What is needed >> Please answer from the article on Acme's pilot plant: what happens to the seniority of a volunteer who doesn't work out and goes back to a regular job?

Text section >>
● ● ● ● ●

Pilot plant opportunity becomes one woman's Acme nightmare-- could a lawsuit have been avoided?

March 3, 2005
A pilot plant opportunity for a woman employee turns into a harassment nightmare. Lewd comments, non-private changing quarters and little management interference lead to a lawsuit. How could this situation been avoided?

When Acme’s R&D lab develops something promising, the project moves to a pilot-scale skunk works operation on the plant floor for a feasibility test in the real world of dirt and grime. The pilot lab is staffed by regular employees who volunteer to be part of Acme’s “next big thing.” They spend their days manufacturing new products, fine tuning new technologies and improving existing processes. If the initiative works out, it graduates to more enduring arrangements in the plant. Similarly, a volunteer who works out gets in on the ground floor of a new revenue stream and gets a financial stake in the outcome. Those who don’t work out can go back to their regular jobs, but with seniority reset to zero.

● ● ● ● ●

Provided data >>
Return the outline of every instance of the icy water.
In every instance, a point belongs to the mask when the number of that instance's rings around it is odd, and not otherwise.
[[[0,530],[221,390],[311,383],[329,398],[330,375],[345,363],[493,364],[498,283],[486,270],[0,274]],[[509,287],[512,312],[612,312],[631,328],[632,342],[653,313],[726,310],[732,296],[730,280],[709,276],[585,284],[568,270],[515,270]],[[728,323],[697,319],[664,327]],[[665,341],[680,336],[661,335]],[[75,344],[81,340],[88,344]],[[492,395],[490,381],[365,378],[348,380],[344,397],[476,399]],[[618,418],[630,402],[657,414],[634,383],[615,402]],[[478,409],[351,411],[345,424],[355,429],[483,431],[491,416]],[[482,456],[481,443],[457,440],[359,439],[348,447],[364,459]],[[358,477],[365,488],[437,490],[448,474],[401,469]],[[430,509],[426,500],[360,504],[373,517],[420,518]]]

● ● ● ● ●

Task solution >> The volunteer's seniority is reset to zero.